[Entries from a dataset]

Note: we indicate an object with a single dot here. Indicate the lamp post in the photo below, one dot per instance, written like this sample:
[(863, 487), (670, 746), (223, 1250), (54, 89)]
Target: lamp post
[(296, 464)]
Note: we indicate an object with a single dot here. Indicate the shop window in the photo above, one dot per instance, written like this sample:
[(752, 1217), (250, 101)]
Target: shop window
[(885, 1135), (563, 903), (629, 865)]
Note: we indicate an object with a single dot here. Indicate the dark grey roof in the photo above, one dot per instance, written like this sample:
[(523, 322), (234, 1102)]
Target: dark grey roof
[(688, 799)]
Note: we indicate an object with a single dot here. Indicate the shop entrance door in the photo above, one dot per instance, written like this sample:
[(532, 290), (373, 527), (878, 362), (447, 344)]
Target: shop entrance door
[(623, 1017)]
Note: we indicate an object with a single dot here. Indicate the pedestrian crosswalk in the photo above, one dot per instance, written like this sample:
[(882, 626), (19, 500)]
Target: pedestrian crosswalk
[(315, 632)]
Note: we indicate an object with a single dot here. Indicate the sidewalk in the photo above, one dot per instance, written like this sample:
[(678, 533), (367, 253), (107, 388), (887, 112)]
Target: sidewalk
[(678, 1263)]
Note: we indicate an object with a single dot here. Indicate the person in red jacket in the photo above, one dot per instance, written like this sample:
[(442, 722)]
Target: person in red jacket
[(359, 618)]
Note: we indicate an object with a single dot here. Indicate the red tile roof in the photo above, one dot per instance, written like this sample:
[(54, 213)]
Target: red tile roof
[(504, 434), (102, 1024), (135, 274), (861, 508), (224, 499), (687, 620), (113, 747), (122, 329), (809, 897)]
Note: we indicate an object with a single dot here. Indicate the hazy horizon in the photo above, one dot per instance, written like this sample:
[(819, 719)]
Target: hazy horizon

◆ GIVEN PROBLEM ◆
Using the records above, please retype only the run of lines from the line holding "the shop window" through the last line, both ends included.

◆ RESULT OF THE TASK ◆
Note: we indicate an object with a single dot here. Indicate the shop window in the photo above, one dot per instance, written like this sample:
[(752, 1217), (250, 101)]
Target: shop window
[(885, 1135), (563, 903), (629, 865)]
Note: we indicate an object with a single dot here. Indicate the dark grey roof in the photo above, one dot per instance, written like this sample:
[(523, 322), (234, 1102)]
Target: dark grey roof
[(688, 799)]
Note: we indicate an object with a single dot here. Indicate the shop entrance door in the photo above, one dot per instance, written like this sample:
[(532, 290), (373, 527), (878, 362), (447, 344)]
Target: shop entrance door
[(623, 1017)]
Note: we indicate an object with a single dot here. Indicate the pedestrian crosswalk in the photo above, one dot per instance, written like this sample:
[(882, 626), (19, 500)]
Target: pedestrian crosswalk
[(315, 632)]
Note: we indicate an object with a single dot here. Indicate the sidewalk in the photo above, one dot per instance, written like this sample:
[(678, 533), (367, 253), (107, 388), (887, 112)]
Target: sidewalk
[(678, 1263)]
Note: we indicate an object with a single dot here. Indicate the person in red jacket in the photo above, one dot per instance, written like this sample:
[(442, 722)]
Target: person in red jacket
[(359, 618)]
Note: we indicate an object with a single dot here. Indicate the red tile roof in the photo above, one dot per instance, written like this sample:
[(54, 213)]
Target: red tile roof
[(504, 434), (102, 1024), (135, 274), (861, 508), (224, 499), (687, 620), (113, 747), (122, 329), (809, 897)]
Note: we indicate an object with a single dot here. Indicate the hazy horizon in the photo above, one dot per instance, written like this sample:
[(819, 719)]
Target: hazy horizon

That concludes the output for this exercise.